Kona Village receives LEED Gold certification

Kona Village, A Rosewood Resort on Hawaii Island, achieved Leadership in Energy and Environmental Design Gold certification.

Global real estate investment company Kennedy Wilson partnered with design firm Walker Warner Architects and architect of record Delawie following a 2011 tsunami to turn the property’s 81 acres into a Hawaiian resort. The renovation maintained original features, including a 150-guest hale spread across several village-like crescents, the Shipwreck Bar and a petroglyph field, respecting archeologically significant sites while embracing an environmentally friendly design.

Sustainability consulting firm VCA Green is shepherding several of the resort’s amenity spaces through the LEED v4 Building Design & Construction process. LEED is the most widely used green building rating system in the world that promotes healthy, highly efficient and cost-saving green buildings.

“LEED continues to provide a meaningful, global framework for advancing sustainability within real estate and helped to guide our sustainability strategy throughout our innovative redevelopment project,” Alex Spilger, head of global ESG at Kennedy Wilson, said in a statement.

== Data to examine ==
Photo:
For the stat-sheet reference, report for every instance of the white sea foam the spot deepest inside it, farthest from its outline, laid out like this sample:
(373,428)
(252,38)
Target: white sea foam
* * *
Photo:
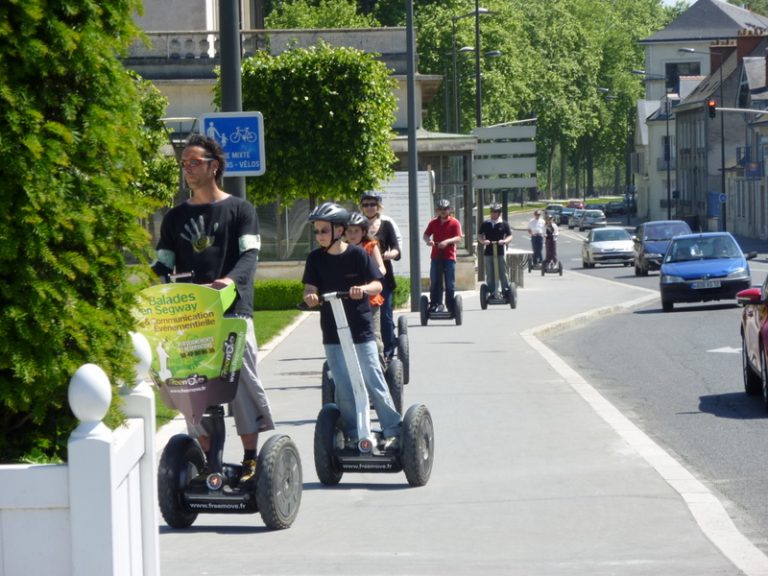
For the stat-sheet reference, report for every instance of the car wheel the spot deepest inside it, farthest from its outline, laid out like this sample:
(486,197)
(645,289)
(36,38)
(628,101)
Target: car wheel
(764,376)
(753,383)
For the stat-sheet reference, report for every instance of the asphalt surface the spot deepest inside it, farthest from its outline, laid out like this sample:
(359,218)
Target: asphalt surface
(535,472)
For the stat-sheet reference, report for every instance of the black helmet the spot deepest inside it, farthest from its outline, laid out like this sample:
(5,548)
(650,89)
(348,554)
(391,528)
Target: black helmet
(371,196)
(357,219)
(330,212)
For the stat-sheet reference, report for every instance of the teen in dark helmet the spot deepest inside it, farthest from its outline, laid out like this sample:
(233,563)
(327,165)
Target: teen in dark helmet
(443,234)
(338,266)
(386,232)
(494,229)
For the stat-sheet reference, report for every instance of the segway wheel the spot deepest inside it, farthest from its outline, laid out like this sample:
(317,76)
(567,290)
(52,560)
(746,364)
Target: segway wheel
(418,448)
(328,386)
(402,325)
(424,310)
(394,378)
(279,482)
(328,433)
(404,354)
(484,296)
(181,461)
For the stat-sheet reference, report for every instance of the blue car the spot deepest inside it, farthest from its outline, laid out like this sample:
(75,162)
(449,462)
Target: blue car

== Required action 1 ==
According to the Kona Village article, which firm is guiding several of the resort's amenity spaces through the LEED v4 Building Design & Construction process?
== Required action 2 ==
Update the Kona Village article from "Global real estate" to "environmentally friendly design.", putting "Shipwreck Lounge" in place of "Shipwreck Bar".
== Required action 3 ==
Write what comes next in the Kona Village article after its final sentence.

== Answer 1 ==
VCA Green.

== Answer 2 ==
Global real estate investment company Kennedy Wilson partnered with design firm Walker Warner Architects and architect of record Delawie following a 2011 tsunami to turn the property’s 81 acres into a Hawaiian resort. The renovation maintained original features, including a 150-guest hale spread across several village-like crescents, the Shipwreck Lounge and a petroglyph field, respecting archeologically significant sites while embracing an environmentally friendly design.

== Answer 3 ==
Kona Village is a water-neutral site that utilizes native plants, ponds that help the island’s natural biodiversity thrive and a reverse-osmosis non-potable water irrigation system. Solar panels and battery storage are designed to subsidize 100 percent of the site’s energy use, while the all-LED lighting design reduces light pollution. Bike facilities and on-site amenities reduce reliance on fossil-fuel-burning cars.

“All over the world, the hospitality industry is recognizing that green building works and enhances a company's triple bottom line—people, planet and profit,” U.S. Green Building Council President and CEO Peter Templeton said. “By incorporating green building practices, hotels are raising the bar for the global market, positively impacting the quality of our built space by providing everyone with access to healthy, green and high-performing buildings. Kona Village is a prime example of how the innovative work of project teams can create local solutions that contribute to making a global difference.”